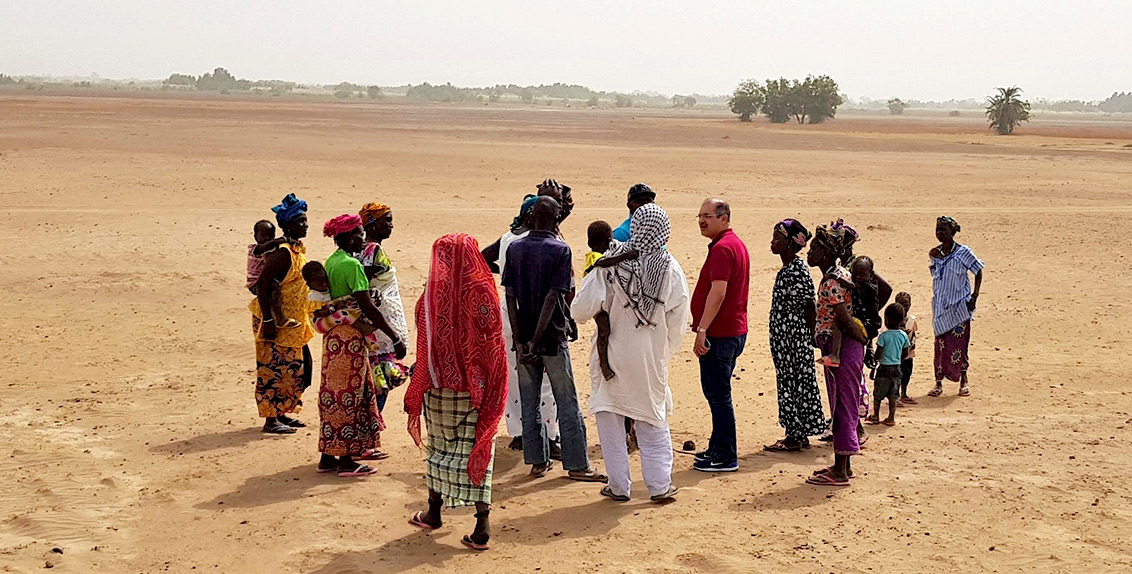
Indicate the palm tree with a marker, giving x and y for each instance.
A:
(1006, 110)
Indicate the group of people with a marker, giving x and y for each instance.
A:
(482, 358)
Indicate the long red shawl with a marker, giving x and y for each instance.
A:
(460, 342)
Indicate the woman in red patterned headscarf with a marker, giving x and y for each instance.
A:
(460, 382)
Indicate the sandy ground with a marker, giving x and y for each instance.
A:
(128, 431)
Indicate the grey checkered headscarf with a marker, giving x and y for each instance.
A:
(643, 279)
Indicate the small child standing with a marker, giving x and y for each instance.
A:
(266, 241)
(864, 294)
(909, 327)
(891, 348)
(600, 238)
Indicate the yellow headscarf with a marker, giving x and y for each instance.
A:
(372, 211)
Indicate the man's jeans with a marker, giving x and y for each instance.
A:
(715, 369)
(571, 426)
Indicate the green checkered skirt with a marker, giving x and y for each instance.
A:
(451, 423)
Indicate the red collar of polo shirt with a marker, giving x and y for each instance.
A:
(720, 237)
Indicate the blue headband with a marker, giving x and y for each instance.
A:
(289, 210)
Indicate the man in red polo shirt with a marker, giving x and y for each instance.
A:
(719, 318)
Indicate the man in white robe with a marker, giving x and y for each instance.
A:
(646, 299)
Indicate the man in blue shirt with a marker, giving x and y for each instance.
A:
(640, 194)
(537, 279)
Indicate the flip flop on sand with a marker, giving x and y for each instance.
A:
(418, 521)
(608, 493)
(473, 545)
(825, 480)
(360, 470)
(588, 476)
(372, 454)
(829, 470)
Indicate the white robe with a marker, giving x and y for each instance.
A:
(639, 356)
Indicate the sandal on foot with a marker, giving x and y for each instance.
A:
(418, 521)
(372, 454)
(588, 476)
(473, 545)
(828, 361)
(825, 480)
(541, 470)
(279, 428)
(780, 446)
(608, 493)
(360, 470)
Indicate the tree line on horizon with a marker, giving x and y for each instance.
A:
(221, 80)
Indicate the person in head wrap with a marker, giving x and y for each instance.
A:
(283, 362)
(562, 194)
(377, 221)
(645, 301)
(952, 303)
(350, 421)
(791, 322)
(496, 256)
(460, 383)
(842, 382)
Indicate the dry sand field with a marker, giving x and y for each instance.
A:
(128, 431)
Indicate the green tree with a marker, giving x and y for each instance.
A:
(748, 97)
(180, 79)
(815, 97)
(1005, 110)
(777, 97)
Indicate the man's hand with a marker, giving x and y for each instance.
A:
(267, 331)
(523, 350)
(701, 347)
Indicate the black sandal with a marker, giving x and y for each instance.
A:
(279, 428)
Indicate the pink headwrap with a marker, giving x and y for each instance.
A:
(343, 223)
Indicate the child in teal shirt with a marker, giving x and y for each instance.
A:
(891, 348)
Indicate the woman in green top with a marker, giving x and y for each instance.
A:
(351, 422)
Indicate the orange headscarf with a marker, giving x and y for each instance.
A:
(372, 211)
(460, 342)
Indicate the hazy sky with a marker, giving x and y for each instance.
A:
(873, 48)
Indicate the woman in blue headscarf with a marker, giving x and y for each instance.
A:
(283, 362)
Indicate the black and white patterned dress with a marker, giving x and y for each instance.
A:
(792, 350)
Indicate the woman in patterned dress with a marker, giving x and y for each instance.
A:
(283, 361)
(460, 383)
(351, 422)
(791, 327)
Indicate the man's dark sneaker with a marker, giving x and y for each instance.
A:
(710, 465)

•••

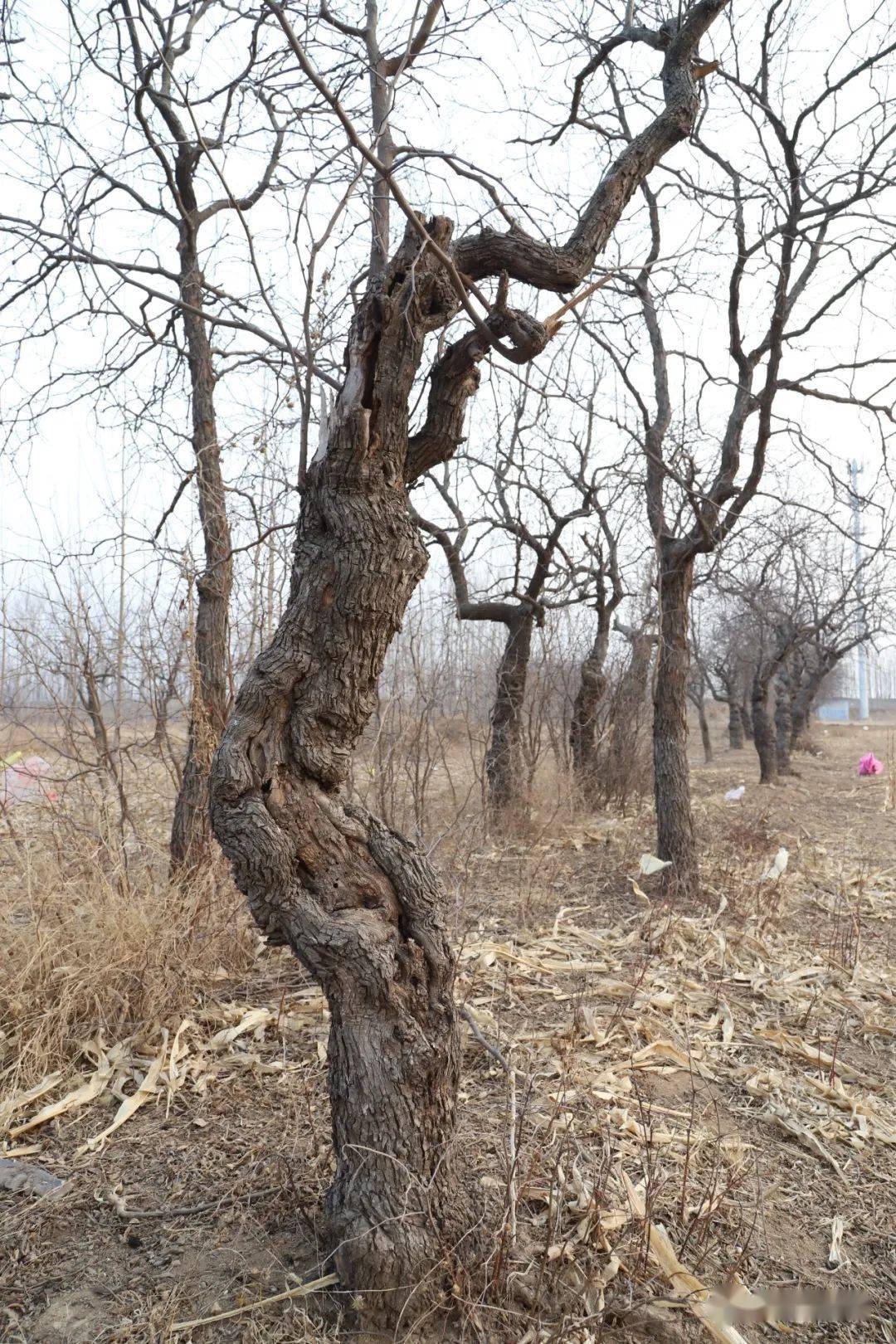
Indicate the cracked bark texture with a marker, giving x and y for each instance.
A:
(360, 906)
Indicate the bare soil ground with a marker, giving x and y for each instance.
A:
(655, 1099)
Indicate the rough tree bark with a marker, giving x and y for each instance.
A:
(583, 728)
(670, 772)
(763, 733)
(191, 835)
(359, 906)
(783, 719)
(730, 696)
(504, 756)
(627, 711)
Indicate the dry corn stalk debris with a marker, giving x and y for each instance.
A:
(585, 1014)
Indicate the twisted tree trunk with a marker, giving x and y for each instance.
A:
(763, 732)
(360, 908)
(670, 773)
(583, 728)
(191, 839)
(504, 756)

•••

### [Work instructions]
Can you find every line in the data above that contains the word "woman" and copy each of those lines in full?

### [Exercise solution]
Indicate the woman in red patterned headscarf with a marker, giving x and y for each instance.
Indicate the woman in green top with a marker, giving x and y for each instance.
Indicate the woman in blue headscarf with a marker, giving x and y for each instance.
Indicate the woman in patterned dress with a marker, giving x and y for each instance.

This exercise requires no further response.